◆ **SET EXERCISE**:
Print the data exactly, leaving nothing out.
** START **
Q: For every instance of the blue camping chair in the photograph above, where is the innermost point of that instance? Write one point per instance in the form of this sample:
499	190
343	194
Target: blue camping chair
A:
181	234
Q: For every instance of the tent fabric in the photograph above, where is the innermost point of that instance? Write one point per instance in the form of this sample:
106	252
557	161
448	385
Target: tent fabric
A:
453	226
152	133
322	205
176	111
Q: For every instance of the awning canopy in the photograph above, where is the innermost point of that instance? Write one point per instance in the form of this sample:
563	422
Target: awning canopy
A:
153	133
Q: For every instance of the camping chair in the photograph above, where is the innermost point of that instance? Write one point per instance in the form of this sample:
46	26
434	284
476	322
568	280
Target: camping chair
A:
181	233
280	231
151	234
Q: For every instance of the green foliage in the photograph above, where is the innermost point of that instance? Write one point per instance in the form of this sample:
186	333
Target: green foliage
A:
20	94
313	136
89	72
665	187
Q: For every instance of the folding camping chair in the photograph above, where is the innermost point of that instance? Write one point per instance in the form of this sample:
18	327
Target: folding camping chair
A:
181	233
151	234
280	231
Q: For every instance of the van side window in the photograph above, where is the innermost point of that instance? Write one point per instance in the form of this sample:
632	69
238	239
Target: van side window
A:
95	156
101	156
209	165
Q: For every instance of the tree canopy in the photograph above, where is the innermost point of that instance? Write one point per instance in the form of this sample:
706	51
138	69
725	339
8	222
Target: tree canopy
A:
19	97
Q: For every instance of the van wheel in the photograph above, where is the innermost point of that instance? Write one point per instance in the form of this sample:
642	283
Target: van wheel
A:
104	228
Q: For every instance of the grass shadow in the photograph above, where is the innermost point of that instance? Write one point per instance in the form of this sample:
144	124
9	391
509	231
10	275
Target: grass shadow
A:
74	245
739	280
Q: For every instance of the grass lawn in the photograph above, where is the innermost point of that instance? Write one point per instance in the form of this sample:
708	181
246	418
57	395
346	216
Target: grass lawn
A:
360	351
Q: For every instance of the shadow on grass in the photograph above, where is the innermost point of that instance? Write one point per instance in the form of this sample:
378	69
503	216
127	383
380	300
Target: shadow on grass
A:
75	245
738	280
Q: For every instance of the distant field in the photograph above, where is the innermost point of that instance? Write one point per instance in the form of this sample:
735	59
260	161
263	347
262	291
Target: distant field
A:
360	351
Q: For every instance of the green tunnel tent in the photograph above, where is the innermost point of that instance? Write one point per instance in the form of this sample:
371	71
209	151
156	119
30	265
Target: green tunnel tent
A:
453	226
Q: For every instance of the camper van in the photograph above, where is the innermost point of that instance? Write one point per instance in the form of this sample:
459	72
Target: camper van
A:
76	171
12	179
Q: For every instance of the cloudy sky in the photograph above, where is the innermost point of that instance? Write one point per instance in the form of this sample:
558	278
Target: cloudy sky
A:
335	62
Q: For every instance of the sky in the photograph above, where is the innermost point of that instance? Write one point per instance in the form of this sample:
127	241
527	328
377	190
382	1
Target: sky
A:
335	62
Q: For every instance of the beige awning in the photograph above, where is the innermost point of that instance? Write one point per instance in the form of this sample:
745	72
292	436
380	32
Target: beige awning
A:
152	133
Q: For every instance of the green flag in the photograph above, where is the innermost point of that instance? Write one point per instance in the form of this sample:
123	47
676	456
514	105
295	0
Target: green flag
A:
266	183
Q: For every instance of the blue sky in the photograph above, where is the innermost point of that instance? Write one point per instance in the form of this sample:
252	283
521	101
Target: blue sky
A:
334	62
** END **
◆ **OUTPUT**:
Q: For every instance of the blue camping chair in the photograph above, where is the innermost point of that instance? Write one point per instance in the form of this sample:
499	190
343	194
Target: blue camping chair
A:
181	234
Q: For every instance of the tent fabric in the photograph above, where is the innermost point of that instance? Write one point per instance in the form of this sample:
106	252
557	161
448	385
Target: tent fabric
A:
453	226
152	133
322	205
176	111
Q: For every instance of the awning canopy in the photograph above, where is the innermost point of that instance? Write one point per instance in the form of this sample:
563	422
Target: awning canopy
A:
153	133
Q: For every instance of the camping chair in the photograph above, where is the innermost point of that instance? Write one point per instance in the form of this sample:
46	26
434	284
476	322
568	280
Target: camping chair
A:
181	233
280	231
151	234
Q: For every instance of the green foliage in the photograph above, where is the innermost point of that instance? Write one point per instance in the form of this sample:
186	333
Target: green foliage
A:
20	94
313	136
89	72
665	187
Q: For every instance of the folding camping chair in the photograph above, where is the innermost point of that instance? Write one point per instance in the form of this sample:
18	327
Target: folding camping chair
A:
181	233
151	234
280	231
Q: For every instance of the van side window in the photograph above, where is the innermost point of that instance? Write one point per instance in the form of this sample:
632	69
238	239
Target: van side window
A:
95	156
101	156
209	165
Q: For every instance of the tree canopy in the photograph above, where is the innermost point of that instance? Write one point per instance in the form of this sample:
706	51
138	69
725	339
8	222
Target: tree canopy
A:
19	97
Q: For every instance of the van wheel in the photograph above, where is the innermost point of that instance? Write one point per instance in the form of this sample:
642	283
Target: van wheel
A:
104	228
Q: For every instance of the grass shadow in the photograph above, where is the innermost point of that instance? Write one point per instance in the form of this sample:
144	124
9	391
509	231
10	275
Target: grass shadow
A:
74	245
739	280
Q: For every instance of the grass lawn in the photograph above, where is the innermost point of that instance? Write one point per instance in the form of this sample:
708	181
246	418
57	395
346	216
Target: grass lawn
A:
360	351
Q: For every instance of the shadow on grass in the photograph above, where is the innermost point of that instance? Write one point per instance in the form of this sample:
378	69
503	216
127	383
380	300
Target: shadow on grass
A:
75	245
738	280
Q: For every instance of the distant field in the photograph above, where is the innermost point of that instance? Write one point per instance in the form of this sample:
735	59
260	161
263	347
262	291
Target: distant field
A:
360	351
Q: For every instance of the green tunnel tent in the photograph above, where is the innermost point of that instance? Write one point per instance in the form of this sample:
371	71
209	151
156	119
30	265
Target: green tunnel tent
A:
453	226
Q: For every instance of the camper van in the photograph above, where is the innermost point of that instance? Write one point per instance in the form of this sample:
459	72
Target: camper van
A:
76	171
12	179
Q: For every instance of the cloudy sky in the photograph above, where is the innermost point of that instance? Write one point per instance in the form of this sample:
558	278
Target: cloudy sky
A:
335	62
Q: For every instance of the sky in the photograph above, where is the innermost point of that instance? Write one point per instance in the form of this sample:
127	241
527	328
377	190
382	1
Target: sky
A:
335	62
Q: For every instance of the beige awning in the photograph above, where is the innermost point of that instance? Write one point per instance in the form of this sample:
745	72
292	436
380	32
Target: beige awning
A:
152	133
Q: For every instance of the green flag in the photograph above, where is the innermost point of that instance? Write one point per instance in the form of this sample:
123	47
676	456
514	105
295	0
Target: green flag
A:
266	183
Q: For every instance of the blue sky in the photograph above, where is the innermost point of that instance? Write one point per instance in the form of this sample:
252	283
521	101
Target: blue sky
A:
334	62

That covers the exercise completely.